[RECORDED DATA — start]

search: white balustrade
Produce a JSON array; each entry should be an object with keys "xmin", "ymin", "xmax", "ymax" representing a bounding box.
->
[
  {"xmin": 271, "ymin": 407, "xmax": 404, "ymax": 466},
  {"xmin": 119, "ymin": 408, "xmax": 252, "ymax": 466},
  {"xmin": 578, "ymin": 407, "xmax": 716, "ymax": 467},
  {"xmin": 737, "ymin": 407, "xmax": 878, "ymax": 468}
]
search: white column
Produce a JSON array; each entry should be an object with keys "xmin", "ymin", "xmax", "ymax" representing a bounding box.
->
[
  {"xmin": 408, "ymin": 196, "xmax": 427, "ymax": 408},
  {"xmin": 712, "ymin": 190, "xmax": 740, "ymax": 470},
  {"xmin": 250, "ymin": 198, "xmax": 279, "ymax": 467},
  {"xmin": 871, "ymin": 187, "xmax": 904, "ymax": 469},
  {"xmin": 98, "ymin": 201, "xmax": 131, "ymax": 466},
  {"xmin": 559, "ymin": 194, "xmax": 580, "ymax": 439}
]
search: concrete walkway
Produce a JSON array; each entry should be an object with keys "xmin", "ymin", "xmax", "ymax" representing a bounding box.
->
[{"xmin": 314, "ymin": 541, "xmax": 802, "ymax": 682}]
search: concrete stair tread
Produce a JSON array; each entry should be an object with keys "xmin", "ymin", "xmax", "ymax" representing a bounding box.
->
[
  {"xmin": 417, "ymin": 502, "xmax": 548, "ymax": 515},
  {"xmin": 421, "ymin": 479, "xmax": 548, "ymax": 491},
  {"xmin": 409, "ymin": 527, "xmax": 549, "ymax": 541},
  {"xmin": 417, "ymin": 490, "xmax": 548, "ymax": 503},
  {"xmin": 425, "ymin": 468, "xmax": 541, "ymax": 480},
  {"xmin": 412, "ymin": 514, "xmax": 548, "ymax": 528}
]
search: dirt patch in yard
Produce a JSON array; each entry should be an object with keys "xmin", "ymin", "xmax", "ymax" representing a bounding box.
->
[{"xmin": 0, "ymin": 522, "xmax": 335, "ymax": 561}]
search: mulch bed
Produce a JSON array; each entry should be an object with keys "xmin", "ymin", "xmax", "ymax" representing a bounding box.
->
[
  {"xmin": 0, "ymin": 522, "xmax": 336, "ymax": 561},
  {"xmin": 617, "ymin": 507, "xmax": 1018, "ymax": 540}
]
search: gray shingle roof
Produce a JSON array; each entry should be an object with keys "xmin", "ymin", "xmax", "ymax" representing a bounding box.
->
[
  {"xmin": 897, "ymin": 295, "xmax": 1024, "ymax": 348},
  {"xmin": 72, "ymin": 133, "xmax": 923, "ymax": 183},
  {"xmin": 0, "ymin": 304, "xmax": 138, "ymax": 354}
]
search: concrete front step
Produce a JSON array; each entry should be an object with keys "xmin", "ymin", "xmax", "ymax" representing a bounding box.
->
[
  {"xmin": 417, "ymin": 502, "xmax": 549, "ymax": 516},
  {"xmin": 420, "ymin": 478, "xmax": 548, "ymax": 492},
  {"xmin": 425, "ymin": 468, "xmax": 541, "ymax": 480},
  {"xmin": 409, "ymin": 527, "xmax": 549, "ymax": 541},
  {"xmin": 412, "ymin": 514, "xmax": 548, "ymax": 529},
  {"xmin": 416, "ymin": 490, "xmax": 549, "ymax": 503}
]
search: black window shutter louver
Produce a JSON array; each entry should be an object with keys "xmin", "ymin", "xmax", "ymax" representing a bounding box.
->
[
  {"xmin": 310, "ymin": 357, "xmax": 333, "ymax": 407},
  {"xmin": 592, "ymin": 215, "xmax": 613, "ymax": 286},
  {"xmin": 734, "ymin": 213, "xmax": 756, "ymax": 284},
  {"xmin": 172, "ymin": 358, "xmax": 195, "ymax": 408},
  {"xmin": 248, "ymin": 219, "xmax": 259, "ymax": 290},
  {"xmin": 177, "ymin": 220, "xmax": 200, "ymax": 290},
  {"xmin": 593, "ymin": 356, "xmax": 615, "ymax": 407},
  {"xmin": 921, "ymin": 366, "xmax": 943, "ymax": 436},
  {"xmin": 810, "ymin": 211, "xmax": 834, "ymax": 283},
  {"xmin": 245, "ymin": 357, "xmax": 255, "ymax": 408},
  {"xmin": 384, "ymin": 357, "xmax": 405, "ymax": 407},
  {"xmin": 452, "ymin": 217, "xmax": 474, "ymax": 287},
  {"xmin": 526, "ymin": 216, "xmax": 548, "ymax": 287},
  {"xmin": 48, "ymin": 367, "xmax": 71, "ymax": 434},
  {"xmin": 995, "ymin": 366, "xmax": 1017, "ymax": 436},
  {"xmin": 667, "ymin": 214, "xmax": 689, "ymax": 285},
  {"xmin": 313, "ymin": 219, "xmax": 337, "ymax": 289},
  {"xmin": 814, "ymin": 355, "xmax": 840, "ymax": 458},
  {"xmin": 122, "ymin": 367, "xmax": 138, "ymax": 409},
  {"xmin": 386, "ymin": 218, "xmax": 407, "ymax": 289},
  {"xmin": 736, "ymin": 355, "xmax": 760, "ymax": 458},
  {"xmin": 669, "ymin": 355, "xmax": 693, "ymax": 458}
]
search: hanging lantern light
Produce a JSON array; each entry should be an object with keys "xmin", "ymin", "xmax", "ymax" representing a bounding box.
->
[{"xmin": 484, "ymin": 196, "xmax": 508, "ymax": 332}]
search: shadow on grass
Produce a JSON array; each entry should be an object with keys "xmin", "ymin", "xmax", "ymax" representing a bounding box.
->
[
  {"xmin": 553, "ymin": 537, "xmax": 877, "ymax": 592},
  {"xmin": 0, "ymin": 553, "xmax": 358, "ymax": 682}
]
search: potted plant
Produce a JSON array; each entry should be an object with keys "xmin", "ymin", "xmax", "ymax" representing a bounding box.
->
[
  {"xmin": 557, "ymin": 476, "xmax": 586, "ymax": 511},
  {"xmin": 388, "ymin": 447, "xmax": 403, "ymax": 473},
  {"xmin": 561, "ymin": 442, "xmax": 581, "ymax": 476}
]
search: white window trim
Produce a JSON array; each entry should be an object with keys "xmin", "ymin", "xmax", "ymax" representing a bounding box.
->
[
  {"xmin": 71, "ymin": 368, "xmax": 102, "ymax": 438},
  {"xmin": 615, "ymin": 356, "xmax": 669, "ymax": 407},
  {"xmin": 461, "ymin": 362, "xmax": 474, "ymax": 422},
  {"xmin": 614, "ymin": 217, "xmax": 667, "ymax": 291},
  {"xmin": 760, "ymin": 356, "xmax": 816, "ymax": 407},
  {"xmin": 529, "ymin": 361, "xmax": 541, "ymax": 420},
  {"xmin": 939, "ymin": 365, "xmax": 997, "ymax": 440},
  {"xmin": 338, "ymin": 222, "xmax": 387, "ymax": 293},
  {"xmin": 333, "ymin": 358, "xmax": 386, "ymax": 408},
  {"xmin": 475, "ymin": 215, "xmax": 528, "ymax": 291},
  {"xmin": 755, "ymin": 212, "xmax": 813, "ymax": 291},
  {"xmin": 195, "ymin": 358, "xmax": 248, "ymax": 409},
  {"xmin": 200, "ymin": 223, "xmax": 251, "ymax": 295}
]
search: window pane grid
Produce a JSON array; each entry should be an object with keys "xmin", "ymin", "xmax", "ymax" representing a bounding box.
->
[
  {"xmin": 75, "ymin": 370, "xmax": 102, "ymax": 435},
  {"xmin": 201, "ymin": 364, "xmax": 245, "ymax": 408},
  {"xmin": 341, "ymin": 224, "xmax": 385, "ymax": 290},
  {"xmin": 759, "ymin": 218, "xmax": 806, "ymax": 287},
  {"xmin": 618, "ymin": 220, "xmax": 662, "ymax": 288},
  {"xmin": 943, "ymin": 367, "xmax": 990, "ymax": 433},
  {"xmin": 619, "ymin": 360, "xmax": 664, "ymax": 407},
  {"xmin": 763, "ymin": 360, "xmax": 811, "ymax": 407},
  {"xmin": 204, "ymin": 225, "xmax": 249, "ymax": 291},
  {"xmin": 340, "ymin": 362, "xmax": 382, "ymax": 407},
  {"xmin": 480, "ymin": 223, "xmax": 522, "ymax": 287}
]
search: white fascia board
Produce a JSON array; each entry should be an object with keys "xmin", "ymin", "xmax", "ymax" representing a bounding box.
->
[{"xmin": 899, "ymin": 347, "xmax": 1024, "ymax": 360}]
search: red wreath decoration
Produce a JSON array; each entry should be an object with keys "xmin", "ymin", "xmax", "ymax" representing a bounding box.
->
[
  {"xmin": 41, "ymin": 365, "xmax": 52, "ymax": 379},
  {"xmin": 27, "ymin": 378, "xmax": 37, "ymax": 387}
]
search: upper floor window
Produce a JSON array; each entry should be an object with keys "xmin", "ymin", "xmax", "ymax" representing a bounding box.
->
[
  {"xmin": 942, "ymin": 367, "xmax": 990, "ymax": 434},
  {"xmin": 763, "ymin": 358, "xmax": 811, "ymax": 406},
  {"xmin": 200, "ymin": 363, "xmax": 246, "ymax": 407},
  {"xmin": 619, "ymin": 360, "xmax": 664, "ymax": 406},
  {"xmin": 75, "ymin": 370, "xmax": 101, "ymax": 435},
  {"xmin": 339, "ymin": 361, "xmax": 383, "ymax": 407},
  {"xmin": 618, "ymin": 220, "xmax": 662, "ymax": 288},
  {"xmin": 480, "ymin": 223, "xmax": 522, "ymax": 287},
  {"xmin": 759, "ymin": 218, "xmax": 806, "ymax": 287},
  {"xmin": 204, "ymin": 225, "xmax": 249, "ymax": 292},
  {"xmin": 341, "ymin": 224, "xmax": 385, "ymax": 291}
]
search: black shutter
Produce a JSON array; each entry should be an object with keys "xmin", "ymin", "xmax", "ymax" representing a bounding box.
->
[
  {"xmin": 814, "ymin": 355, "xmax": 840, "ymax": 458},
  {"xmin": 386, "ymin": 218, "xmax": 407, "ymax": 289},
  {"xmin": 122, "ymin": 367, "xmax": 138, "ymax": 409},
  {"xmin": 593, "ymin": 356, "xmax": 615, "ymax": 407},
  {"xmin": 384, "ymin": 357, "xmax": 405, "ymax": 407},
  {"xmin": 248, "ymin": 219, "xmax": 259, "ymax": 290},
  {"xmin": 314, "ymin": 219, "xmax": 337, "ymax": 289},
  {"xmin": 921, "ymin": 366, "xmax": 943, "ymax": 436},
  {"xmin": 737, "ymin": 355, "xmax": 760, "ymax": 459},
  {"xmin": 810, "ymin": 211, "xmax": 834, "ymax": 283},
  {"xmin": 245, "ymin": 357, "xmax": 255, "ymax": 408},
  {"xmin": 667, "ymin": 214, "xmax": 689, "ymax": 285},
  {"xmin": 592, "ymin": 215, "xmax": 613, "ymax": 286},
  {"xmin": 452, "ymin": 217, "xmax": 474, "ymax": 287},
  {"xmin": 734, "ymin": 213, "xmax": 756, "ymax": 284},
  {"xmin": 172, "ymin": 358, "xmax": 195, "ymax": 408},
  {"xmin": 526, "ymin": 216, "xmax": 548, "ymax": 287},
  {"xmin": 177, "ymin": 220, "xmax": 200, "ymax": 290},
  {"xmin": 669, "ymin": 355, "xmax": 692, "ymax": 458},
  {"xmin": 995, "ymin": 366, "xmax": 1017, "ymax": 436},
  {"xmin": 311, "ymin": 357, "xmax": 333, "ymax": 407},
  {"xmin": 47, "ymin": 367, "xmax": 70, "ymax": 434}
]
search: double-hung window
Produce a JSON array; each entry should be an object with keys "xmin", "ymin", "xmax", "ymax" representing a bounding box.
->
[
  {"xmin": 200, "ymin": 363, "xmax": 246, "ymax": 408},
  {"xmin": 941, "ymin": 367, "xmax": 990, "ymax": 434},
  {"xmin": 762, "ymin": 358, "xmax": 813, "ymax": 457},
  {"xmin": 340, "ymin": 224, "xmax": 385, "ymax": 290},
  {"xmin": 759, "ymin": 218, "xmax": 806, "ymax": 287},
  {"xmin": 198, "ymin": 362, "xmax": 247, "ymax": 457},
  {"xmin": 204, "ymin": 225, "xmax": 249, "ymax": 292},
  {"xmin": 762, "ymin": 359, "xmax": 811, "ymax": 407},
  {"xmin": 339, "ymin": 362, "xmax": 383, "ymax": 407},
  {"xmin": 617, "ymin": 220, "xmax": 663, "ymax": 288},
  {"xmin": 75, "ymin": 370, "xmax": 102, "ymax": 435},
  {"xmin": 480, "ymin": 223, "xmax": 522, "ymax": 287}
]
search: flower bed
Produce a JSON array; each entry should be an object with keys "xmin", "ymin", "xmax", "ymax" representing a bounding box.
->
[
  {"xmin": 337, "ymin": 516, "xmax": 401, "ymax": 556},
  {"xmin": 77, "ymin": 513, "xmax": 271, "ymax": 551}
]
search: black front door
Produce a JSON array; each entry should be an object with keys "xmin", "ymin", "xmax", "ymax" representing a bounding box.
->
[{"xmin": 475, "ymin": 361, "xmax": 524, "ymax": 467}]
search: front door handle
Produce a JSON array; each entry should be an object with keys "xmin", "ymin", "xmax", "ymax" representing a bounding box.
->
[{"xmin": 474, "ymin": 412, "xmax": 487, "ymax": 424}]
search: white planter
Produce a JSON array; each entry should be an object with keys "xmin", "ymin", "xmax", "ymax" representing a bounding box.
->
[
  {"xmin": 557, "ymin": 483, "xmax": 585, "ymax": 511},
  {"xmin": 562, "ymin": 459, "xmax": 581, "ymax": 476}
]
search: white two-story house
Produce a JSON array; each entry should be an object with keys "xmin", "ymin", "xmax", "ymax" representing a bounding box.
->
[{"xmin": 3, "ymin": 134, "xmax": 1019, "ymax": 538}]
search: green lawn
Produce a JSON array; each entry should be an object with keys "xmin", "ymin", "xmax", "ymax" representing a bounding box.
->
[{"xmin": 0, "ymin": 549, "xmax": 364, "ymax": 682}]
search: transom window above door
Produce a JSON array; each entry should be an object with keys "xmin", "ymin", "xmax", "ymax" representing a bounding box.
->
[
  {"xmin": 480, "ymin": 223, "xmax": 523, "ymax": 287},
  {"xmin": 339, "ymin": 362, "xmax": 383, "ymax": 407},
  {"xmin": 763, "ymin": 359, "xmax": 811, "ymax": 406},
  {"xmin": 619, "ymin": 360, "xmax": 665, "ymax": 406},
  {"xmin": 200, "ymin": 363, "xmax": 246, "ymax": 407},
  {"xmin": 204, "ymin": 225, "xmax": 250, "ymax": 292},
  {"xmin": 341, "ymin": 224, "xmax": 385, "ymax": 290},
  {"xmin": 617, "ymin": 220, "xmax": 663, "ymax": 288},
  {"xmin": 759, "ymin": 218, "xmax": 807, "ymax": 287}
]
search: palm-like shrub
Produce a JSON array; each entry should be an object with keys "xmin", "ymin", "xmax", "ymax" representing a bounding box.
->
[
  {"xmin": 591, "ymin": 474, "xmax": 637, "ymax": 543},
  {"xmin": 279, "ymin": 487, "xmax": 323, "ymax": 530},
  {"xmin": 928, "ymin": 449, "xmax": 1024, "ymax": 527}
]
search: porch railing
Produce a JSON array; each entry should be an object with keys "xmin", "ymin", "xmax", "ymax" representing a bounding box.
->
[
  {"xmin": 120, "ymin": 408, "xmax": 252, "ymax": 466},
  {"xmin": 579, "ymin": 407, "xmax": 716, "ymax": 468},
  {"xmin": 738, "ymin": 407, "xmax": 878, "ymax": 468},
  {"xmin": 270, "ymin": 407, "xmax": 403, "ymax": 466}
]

[RECORDED DATA — finish]

**PROBLEM STATEMENT**
Go through the entries above and report every line in which the word "black" appears.

**SOLUTION TO THIS TASK**
search: black window shutter louver
search: black shutter
search: black front door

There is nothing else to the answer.